*EXERCISE*. Rewrite every line of the listing below, putting "rectangle" in place of each "bounding box" and keeping everything else the same. Omit the pictures from your answer.

*RECORDS SUPPLIED*.
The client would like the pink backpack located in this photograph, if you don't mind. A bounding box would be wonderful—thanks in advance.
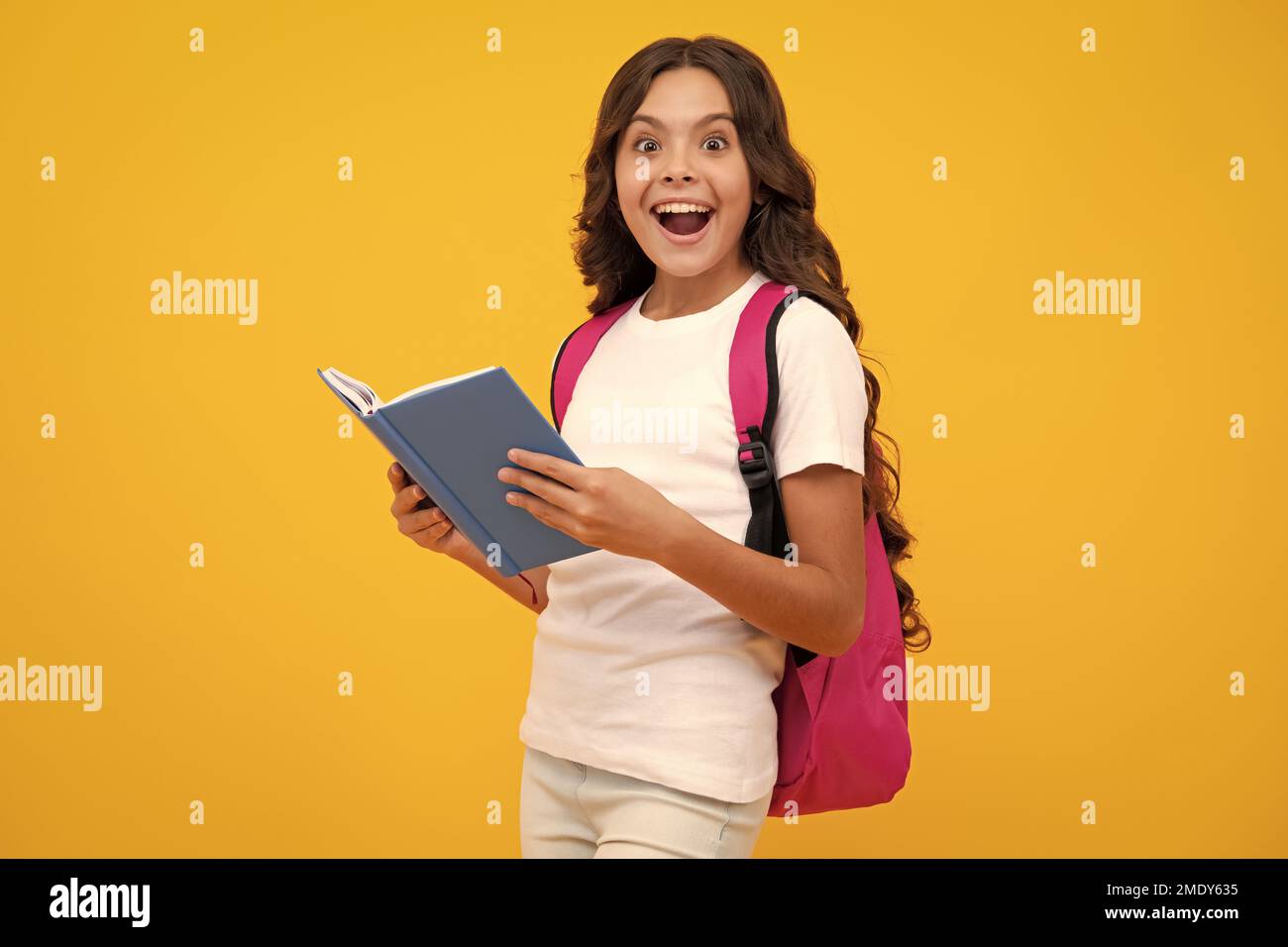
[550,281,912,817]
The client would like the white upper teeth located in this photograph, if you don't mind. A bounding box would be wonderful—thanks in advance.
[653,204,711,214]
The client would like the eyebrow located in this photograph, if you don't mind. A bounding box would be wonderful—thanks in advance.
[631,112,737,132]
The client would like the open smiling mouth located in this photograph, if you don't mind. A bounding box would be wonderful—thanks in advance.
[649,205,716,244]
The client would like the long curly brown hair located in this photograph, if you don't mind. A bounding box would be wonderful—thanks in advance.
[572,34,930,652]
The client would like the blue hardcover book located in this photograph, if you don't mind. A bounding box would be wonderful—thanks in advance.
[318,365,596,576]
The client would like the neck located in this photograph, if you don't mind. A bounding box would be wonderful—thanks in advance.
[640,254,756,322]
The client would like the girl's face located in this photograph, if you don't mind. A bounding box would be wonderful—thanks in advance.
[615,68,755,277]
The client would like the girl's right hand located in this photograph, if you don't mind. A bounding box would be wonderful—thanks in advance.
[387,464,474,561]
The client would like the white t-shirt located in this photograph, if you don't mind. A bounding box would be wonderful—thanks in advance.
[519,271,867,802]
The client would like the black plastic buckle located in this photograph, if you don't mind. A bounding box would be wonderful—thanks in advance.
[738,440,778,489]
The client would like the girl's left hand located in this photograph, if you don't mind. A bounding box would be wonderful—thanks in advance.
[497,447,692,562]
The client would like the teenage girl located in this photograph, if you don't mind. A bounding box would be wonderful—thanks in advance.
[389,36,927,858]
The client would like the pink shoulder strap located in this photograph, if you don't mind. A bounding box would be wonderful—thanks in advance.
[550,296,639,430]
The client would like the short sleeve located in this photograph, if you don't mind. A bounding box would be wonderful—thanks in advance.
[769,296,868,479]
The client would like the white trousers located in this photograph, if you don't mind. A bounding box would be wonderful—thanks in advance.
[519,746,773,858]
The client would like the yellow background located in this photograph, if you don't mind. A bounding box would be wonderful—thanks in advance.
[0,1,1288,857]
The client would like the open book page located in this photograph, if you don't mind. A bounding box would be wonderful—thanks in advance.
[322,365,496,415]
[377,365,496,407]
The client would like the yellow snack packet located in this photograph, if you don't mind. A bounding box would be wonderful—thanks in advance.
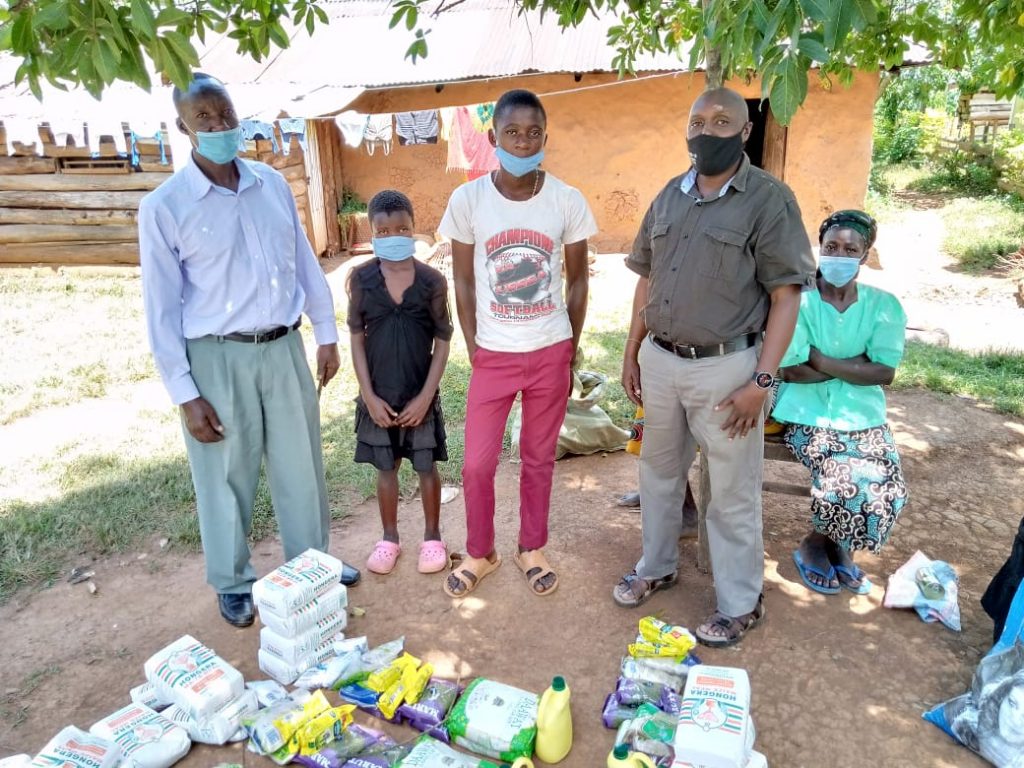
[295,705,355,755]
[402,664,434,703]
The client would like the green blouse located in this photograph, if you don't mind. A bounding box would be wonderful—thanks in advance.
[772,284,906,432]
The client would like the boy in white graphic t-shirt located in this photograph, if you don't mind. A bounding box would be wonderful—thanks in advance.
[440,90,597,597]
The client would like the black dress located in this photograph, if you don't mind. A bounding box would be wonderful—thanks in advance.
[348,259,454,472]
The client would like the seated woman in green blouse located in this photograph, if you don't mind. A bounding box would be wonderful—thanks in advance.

*TASK ANSWER*.
The client would like the pink backpack located in this photograph, if you don't mind. A rectangle would be wonderful—thanks in advance.
[550,281,912,817]
The client would like the white upper teeth located in this photograph, if you don't mind. A rectangle would be wonderful—thanks in advance.
[653,204,711,214]
The client would like the eyebrow located in this photograph, if you don't mind. A rectangle would be wonderful—thanks in advance.
[631,112,737,132]
The client would like the open smiling mouth located in this photograph, if you don't mind. A rectangle would be wonderful—thanks in advance.
[649,205,716,244]
The client would like the long curly brown hair located in this photograph, if you don't mind. A rectangle would be wonderful—thanks in advance.
[572,34,930,652]
The client would like the blue hardcover book located in this photograph, if you don't mind. A rectangle would be wonderful—thanks in advance.
[318,365,596,576]
The client would like the neck located in this photograph, if you don't mind. A rectangle would be wonderful—thanks in advance.
[640,254,756,322]
The client would like the girl's face located in this photograph, if you don't mind. A rectangle would be wonderful—thanks in advance.
[615,68,755,277]
The client would like the girl's right hand located in this photograph, if you don't mind. A rectangle would be wonderful—thanks in advance.
[387,464,474,561]
The client would like the white t-shirt located in this photograph, if you don't mind. A rectangle would be wonderful—thanks in advance.
[519,271,867,802]
The client would like the black plastic buckle located in this photograph, if you don't mind. A rectangle would be wonderful—thanks in advance.
[738,440,778,489]
The client would like the girl's left hand located in this photograph, if you don't mind. A rectangle would be wonderful—thanks in advance.
[497,447,692,562]
The client would like the teenage girl located in this photograph, if you don't mind. A rectangle would be wonderful—thanks in advance.
[389,36,927,858]
The client would like the pink shoulder strap located in this photograph, if you don't mind. A rectangle would be wonderful—thanks in advance.
[550,296,639,430]
The client would like the short sleeve located in this photograph, if you don't mind. A rectangle would be wonderful—thanks in advance.
[769,296,868,479]
The client would like the white trousers located in this photograph, if you don't mind. A rectangle would be wonderful—thanks in advance.
[519,746,773,858]
The client would like the yellow background located in this photograph, if you don't mind. A rectangle would be wonderful—thanks in advance.
[0,1,1288,857]
The client would like the open book page located in this photograph, if you don't mind. A rectangle would be wonderful—thanks in advance.
[322,365,496,415]
[377,365,496,407]
The client would like the yellow snack packet located in this photograph, if you don't mind. A rectangle would be wonderful—thanks in advance.
[295,705,355,755]
[402,664,434,703]
The client would like the green blouse located in this photograph, if you don't mind. A rectangle would be wonderful—thanks in advance.
[772,284,906,432]
The client would like the boy in white graphic t-shirt located in this photograph, if you don't mind. A rectangle would be wonderful—thanks in advance.
[440,90,597,597]
The client would like the black dress located in this photograph, if you don't mind. A rectangle would be wonderful—thanks in advance.
[348,259,454,472]
The client would like the seated woman in green blouse located in this photograph, if you don't mind. A rectangle would be wonderful—thanks in advance.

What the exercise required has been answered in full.